- _Directions for this task_: From the line that includes "Indicate the green painted" to the last line of the data, quote each line precisely; both boundary lines belong in the answer.

(Point annotation records)

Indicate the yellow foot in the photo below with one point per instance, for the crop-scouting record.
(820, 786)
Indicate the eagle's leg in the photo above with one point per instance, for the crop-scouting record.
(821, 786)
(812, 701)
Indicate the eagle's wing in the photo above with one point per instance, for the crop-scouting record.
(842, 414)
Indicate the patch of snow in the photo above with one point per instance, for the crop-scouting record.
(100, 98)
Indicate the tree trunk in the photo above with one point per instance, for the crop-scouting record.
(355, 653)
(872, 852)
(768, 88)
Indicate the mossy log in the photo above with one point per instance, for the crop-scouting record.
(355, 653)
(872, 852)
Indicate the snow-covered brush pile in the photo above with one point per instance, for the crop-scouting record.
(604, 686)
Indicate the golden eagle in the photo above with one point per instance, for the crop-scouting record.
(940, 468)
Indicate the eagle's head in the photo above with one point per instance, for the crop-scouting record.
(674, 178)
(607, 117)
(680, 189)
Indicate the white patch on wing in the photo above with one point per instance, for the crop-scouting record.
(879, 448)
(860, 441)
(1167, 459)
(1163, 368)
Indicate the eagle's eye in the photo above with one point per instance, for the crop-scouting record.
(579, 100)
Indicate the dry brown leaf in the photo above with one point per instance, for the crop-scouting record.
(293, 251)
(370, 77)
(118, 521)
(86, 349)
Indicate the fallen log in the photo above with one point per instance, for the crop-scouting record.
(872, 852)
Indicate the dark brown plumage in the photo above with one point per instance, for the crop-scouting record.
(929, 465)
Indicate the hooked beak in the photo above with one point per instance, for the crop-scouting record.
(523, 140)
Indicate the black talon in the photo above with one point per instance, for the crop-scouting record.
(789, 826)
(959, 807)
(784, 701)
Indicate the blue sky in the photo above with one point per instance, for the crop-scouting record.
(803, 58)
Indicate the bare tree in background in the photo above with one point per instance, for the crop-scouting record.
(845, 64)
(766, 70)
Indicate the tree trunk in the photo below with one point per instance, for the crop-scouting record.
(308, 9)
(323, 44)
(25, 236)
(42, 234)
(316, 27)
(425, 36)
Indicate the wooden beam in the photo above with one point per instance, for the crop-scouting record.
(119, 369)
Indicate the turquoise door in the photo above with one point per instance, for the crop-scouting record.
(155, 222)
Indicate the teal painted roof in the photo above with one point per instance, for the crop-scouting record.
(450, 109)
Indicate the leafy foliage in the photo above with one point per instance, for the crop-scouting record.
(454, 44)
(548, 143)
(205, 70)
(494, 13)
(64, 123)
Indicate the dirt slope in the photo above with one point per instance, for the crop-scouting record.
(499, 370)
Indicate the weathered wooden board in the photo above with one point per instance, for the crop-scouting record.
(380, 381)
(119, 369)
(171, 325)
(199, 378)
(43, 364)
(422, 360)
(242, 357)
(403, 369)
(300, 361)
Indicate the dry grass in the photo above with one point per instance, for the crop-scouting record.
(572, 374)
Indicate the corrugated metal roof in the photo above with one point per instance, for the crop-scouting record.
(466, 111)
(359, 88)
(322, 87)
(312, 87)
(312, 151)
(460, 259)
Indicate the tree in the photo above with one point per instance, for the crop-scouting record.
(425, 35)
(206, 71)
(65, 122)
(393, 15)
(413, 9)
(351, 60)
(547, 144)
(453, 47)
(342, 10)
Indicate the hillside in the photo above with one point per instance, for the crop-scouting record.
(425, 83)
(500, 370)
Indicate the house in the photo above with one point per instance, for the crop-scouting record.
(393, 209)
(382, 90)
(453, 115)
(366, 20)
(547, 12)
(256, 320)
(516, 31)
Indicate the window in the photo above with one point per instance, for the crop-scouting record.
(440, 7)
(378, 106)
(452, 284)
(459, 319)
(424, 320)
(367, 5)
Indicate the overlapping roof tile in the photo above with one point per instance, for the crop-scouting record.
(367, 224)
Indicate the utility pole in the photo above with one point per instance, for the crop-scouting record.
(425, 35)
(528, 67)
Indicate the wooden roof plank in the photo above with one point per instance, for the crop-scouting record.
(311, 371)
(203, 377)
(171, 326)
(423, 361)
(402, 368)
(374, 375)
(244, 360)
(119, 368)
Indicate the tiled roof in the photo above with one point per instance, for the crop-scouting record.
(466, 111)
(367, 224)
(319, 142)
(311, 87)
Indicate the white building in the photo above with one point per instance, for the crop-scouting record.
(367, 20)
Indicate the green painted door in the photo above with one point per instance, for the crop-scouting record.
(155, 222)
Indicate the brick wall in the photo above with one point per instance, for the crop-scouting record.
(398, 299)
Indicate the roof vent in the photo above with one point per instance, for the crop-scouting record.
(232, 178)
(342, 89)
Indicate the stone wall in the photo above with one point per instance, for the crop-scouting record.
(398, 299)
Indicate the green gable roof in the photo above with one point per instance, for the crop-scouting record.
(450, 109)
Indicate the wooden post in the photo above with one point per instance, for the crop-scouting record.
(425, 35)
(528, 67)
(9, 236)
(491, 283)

- _Answer to this exercise_:
Indicate the green painted door in the photo above with one point per instance, for the crop-scouting record.
(155, 222)
Indicate the brick wall in the photo above with one point per instance, for the crop-scouting record.
(398, 299)
Indicate the roof vent in the photo above with one point per instance, for the crop-scouting record.
(232, 178)
(342, 89)
Indicate the stone wall in the photo above with one point per instance, for the crop-scouting record.
(398, 299)
Indicate the green gable roof in the photo above with one point per instance, for the crop-scouting record.
(450, 109)
Indicate the wooden post in the photo above with one point per instance, for the crop-scouting record.
(425, 35)
(528, 67)
(9, 236)
(491, 283)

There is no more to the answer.